In the Fullness of Time

This entry is part 13 of 40 in the series Pandemic Year

 

Watch on Vimeo.

Six weeks after I planted potatoes, they are finally all up, the latest leaves no bigger than the ears of the mice I was sure had dug up and eaten them, especially after a series of holes appeared in each hill. But it’s been unusually cold this spring, and sprouts were simply taking their time. Our neighbors had urged patience, and they were right.

All this waiting to see what happens with the pandemic would be hard to bear if I didn’t also have something to wait for: a garden growing and changing day by day now, so that time doesn’t merely pass like some lifeless assembly line, but unfolds, ramifies, flourishes, bears fruit.

even as
I pull weeds my beard
keeps on growing

evening garden
a snake has left her skin
beside the lettuce

***

Process notes

Yes, I’ve been shooting videos of my feet propped up on the porch railing since mid-April (the first of the two snowy shots) waiting for an excuse to combine them into a videopoem. I’d love to tell you that I shot them every set number of days, because I’m all organized like that, but actually, I just did it when I thought of it. As followers of my long-running Morning Porch microblog will know, I have a bit of a thing for sitting outside. In fact I sat on the porch while waiting for this video to upload (which took an hour and a half! Ah, country living).

The font I used for the haiku is called Permanent Marker — basically a Comic Sans that doesn’t suck. And it just occurred to me that the most likely reason it struck me as a good fit is because the grid presentation of shots is ultimately derived from the comics — an association very much in the haiku spirit, by the way, given the traditionally high valuation of lightness (karumi).

• • • •

§ Task set
**a)** Translate this sentence from the garden post into Spanish: "Our neighbors had urged patience, and they were right."
**b)** Reproduce the part of the garden post that opens with the words "Watch on Vimeo." and ends after "they were right.".

§ Dataset
• • • •

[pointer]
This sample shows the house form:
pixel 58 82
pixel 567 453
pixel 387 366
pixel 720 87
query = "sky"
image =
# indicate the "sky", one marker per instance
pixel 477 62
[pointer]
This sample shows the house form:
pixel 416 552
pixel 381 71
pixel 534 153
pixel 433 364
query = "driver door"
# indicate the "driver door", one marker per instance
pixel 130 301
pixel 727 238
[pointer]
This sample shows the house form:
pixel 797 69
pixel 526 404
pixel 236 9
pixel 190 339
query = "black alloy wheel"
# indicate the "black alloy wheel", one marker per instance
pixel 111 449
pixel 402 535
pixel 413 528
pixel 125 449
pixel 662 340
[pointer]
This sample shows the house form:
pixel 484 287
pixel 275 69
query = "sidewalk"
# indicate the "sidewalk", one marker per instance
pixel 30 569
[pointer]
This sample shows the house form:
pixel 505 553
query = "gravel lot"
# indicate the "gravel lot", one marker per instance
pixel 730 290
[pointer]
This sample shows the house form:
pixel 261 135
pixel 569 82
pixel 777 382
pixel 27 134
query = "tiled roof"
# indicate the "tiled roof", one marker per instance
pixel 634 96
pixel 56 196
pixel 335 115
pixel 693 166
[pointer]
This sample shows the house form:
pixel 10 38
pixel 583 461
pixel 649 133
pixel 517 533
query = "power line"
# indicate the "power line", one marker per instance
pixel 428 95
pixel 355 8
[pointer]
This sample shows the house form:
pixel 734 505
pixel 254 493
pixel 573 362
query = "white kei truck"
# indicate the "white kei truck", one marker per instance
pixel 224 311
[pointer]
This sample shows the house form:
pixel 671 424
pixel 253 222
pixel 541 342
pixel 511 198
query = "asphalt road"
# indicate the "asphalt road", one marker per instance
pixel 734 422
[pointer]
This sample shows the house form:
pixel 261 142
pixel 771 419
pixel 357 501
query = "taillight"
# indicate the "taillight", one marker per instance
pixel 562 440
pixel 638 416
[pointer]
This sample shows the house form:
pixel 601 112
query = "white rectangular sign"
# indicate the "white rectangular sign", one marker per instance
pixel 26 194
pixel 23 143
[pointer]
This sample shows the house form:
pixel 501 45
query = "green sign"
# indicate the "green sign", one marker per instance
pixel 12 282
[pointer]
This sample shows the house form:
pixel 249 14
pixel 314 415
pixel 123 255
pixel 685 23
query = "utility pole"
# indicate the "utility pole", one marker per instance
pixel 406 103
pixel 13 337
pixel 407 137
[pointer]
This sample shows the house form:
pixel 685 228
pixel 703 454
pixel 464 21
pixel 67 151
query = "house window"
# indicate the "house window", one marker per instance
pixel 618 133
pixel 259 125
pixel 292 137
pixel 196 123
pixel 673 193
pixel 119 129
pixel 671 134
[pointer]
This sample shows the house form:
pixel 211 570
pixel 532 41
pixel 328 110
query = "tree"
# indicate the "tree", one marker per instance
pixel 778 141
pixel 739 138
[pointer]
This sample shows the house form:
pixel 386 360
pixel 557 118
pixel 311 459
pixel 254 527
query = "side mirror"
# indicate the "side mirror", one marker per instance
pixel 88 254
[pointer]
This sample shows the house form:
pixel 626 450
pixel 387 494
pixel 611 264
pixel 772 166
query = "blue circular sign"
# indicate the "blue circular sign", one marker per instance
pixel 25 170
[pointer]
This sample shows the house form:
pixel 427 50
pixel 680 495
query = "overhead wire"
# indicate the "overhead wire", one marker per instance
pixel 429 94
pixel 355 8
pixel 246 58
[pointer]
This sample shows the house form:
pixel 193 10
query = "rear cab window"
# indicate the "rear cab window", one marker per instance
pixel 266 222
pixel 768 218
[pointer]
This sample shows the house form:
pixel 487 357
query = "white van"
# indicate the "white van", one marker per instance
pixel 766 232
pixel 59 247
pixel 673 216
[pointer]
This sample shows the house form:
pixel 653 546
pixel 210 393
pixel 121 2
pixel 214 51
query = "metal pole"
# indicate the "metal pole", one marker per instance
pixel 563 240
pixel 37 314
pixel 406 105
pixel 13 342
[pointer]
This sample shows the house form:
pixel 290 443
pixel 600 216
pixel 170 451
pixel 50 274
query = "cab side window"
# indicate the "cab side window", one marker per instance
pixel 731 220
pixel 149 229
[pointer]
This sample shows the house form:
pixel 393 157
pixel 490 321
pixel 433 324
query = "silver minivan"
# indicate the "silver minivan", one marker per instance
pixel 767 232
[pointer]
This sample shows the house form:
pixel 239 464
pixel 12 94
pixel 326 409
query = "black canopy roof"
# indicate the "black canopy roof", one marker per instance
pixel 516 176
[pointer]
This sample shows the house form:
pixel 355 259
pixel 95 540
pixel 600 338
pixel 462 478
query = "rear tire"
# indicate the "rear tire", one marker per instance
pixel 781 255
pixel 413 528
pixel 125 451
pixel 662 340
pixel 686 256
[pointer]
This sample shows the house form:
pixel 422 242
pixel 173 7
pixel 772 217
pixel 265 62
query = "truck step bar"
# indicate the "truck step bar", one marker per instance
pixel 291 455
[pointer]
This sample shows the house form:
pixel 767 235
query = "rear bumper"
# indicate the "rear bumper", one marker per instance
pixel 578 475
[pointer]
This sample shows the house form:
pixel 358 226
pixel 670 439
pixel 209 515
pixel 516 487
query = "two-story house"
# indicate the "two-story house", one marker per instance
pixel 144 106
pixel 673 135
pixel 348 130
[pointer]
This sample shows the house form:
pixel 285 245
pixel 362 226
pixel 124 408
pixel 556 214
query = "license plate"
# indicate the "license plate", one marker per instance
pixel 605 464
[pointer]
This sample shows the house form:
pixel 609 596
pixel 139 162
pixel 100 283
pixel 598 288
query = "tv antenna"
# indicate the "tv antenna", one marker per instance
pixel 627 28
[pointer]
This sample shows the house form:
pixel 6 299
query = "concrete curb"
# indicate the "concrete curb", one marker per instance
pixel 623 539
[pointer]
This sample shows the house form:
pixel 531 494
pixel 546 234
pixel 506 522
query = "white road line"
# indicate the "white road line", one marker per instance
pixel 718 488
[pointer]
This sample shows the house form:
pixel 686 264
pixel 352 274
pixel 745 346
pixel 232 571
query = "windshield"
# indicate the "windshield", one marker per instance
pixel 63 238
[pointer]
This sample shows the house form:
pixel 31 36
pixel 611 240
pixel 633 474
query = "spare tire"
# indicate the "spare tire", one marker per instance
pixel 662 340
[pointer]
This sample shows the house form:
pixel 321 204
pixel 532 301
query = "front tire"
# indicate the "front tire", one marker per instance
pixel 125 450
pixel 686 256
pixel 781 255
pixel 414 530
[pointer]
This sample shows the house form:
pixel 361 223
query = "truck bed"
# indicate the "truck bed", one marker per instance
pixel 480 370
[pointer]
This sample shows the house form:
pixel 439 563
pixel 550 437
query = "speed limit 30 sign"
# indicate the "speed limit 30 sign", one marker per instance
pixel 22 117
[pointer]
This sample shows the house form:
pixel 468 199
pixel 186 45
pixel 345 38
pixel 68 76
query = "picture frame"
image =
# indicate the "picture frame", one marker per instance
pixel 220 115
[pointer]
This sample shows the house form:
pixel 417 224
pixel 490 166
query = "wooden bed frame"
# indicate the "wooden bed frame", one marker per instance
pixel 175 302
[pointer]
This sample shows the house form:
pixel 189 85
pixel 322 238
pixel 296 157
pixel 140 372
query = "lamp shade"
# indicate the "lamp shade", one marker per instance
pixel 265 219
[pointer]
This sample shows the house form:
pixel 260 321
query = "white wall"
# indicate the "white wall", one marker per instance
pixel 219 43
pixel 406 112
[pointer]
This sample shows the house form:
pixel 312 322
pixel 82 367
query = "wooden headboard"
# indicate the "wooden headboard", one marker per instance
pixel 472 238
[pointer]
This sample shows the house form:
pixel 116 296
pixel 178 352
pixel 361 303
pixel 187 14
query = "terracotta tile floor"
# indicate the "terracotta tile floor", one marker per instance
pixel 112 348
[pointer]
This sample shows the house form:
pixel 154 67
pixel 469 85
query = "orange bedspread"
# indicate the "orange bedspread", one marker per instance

• • • •

§ Expected responses
**a)** Nuestros vecinos nos habían aconsejado paciencia, y tenían razón.

**b)**
Watch on Vimeo.

Six weeks after I planted potatoes, they are finally all up, the latest leaves no bigger than the ears of the mice I was sure had dug up and eaten them, especially after a series of holes appeared in each hill. But it’s been unusually cold this spring, and sprouts were simply taking their time. Our neighbors had urged patience, and they were right.